WHAT THE EXERCISE ASKS:
Go over the entries below line by line, copying each one that contains the word "traffic".

Referring expression pointing data:
* * * *

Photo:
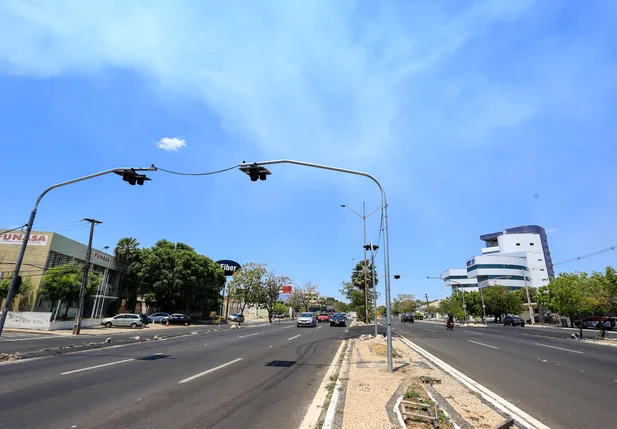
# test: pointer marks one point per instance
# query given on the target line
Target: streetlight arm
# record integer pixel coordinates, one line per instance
(384, 214)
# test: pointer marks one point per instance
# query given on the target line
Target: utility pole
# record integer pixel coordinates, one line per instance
(532, 316)
(84, 280)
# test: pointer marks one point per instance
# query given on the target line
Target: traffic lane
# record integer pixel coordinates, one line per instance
(28, 373)
(10, 345)
(558, 395)
(236, 388)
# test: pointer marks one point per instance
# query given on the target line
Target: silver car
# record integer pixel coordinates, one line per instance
(123, 320)
(306, 319)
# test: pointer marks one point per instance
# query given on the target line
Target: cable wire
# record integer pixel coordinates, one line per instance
(197, 174)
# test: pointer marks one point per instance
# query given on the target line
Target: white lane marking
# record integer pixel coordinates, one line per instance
(559, 348)
(186, 380)
(485, 345)
(96, 366)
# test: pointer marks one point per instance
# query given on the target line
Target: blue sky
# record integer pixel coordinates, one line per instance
(474, 115)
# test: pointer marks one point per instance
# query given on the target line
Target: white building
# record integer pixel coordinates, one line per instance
(514, 257)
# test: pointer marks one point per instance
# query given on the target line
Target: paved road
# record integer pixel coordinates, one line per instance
(251, 378)
(563, 383)
(17, 342)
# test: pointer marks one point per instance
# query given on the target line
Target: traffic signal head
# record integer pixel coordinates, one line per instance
(255, 172)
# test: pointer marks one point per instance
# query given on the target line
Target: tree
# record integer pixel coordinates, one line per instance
(127, 254)
(63, 283)
(175, 277)
(267, 293)
(564, 295)
(246, 284)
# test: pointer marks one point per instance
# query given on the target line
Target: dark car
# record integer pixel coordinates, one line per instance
(407, 317)
(145, 318)
(513, 321)
(178, 319)
(338, 319)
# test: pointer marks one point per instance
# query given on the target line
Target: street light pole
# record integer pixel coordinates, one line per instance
(384, 214)
(126, 172)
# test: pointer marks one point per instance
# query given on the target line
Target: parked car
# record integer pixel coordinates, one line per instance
(158, 317)
(407, 317)
(306, 319)
(123, 320)
(178, 319)
(236, 317)
(513, 321)
(338, 319)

* * * *

TASK RESPONSE:
Target: traffic lane
Target: traffic signal head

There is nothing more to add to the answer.